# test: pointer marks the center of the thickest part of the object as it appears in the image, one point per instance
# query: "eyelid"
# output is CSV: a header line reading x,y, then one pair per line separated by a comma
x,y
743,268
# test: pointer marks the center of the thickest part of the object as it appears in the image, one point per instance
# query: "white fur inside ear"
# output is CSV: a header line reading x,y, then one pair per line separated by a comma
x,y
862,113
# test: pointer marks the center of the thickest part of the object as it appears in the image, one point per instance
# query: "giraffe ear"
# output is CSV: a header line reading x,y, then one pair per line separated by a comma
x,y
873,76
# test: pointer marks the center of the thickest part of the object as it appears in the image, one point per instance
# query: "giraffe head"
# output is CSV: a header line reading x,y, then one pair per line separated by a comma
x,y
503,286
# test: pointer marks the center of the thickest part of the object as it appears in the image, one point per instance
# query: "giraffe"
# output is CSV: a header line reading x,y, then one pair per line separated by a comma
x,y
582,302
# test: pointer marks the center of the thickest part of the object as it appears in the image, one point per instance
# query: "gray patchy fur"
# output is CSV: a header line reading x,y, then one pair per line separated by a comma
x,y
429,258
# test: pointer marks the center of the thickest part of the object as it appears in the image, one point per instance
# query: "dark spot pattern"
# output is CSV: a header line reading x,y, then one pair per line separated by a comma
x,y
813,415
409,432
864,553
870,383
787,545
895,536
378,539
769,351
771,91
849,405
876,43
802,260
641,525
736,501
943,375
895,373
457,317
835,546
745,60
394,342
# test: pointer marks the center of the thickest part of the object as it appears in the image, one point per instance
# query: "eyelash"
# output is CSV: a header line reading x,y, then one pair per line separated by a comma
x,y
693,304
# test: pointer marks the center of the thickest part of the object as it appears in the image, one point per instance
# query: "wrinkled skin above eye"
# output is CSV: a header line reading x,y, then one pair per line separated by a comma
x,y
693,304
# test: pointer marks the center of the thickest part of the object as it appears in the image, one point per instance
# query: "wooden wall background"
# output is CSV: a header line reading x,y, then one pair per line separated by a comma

• • •

* _Work to do_: Pull out each line above that contains the word "giraffe". Case matters.

* _In response_:
# query: "giraffe ear"
# query: "giraffe head"
# query: "giraffe"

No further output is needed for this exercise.